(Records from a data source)
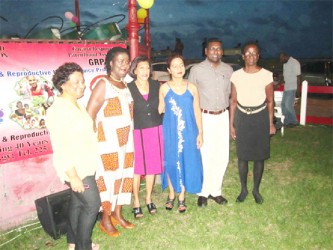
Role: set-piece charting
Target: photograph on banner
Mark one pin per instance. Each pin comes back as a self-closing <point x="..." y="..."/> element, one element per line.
<point x="26" y="71"/>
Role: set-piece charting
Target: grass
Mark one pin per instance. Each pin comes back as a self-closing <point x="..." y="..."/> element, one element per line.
<point x="297" y="212"/>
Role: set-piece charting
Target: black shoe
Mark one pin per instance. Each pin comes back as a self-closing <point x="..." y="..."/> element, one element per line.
<point x="258" y="198"/>
<point x="241" y="197"/>
<point x="202" y="201"/>
<point x="219" y="199"/>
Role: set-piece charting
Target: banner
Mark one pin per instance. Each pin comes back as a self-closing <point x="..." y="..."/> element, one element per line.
<point x="26" y="70"/>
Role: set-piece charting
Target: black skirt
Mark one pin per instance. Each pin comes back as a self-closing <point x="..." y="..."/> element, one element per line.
<point x="252" y="135"/>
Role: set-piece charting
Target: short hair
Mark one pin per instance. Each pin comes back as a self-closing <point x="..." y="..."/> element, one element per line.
<point x="61" y="74"/>
<point x="283" y="53"/>
<point x="213" y="40"/>
<point x="135" y="63"/>
<point x="173" y="56"/>
<point x="111" y="54"/>
<point x="248" y="43"/>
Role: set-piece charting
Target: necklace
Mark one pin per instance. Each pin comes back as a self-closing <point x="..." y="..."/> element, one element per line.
<point x="114" y="79"/>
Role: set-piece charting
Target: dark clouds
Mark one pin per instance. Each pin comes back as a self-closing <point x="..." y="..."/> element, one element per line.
<point x="301" y="27"/>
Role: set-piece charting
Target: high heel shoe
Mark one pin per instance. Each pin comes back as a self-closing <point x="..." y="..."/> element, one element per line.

Exercise
Every record above must be given again exactly; drop the pictures.

Solution below
Role: set-piece charting
Target: photograph on banner
Mark one pin per instance. Each pin comes back as a self-closing <point x="..." y="..."/> element, one element per line.
<point x="26" y="71"/>
Role: set-piece charting
Target: grass
Mark one pin per instance. Each pin comes back as a self-closing <point x="..." y="..."/> element, one element per line.
<point x="297" y="212"/>
Role: set-piece charting
Target: black shoe
Mark one pin per instance. Each pin comes back as a self-closing <point x="..." y="..."/> element, one element per line.
<point x="258" y="198"/>
<point x="241" y="197"/>
<point x="202" y="201"/>
<point x="219" y="199"/>
Role: set-piece charting
Target: banner
Mark one pin per instance. Each pin comes back as a self-closing <point x="..." y="..."/> element, one element per line.
<point x="26" y="70"/>
Role: set-piece charting
Target: black skirt
Mark one pin per instance. Each pin comes back as a self-closing <point x="..." y="..."/> element, one element per line.
<point x="252" y="135"/>
Role: set-piece charting
Target: short hair
Mark one pin per instance. Each pin comes back as a self-closing <point x="..." y="..."/> element, one element per line.
<point x="61" y="74"/>
<point x="283" y="53"/>
<point x="213" y="40"/>
<point x="135" y="63"/>
<point x="173" y="56"/>
<point x="111" y="54"/>
<point x="248" y="43"/>
Role: set-piece charting
Target: necklace
Mark one pin per instance. Each pin comes back as a self-closing <point x="..." y="..."/> element, one element per line.
<point x="114" y="79"/>
Role: set-piece charting
Target: dark clouds
Mark one pin per instance. Each pin comes back as a self-closing <point x="..." y="..."/> element, one element per line.
<point x="301" y="27"/>
Role: set-piece charting
Target: high heel shoe
Mark one pin per instance. Each pin comes back as a self-closing <point x="..." y="..."/> element, one element per line.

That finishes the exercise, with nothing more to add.